Start of EXCERPTED DATA
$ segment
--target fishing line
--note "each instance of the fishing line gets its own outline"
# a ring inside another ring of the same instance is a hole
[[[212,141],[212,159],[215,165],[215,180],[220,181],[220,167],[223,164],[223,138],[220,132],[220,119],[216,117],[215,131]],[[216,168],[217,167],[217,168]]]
End of EXCERPTED DATA
* [WHAT THIS TASK INVOLVES]: Only the lines from the one that contains "instance of the" to the end of the entries above should be given again, exactly and in full.

* [RESULT BELOW]:
--note "each instance of the fishing line gets its own outline"
# a ring inside another ring of the same instance is a hole
[[[212,141],[212,159],[215,165],[215,180],[220,181],[220,167],[223,164],[223,138],[220,132],[220,119],[216,117],[215,131]],[[216,168],[217,167],[217,168]]]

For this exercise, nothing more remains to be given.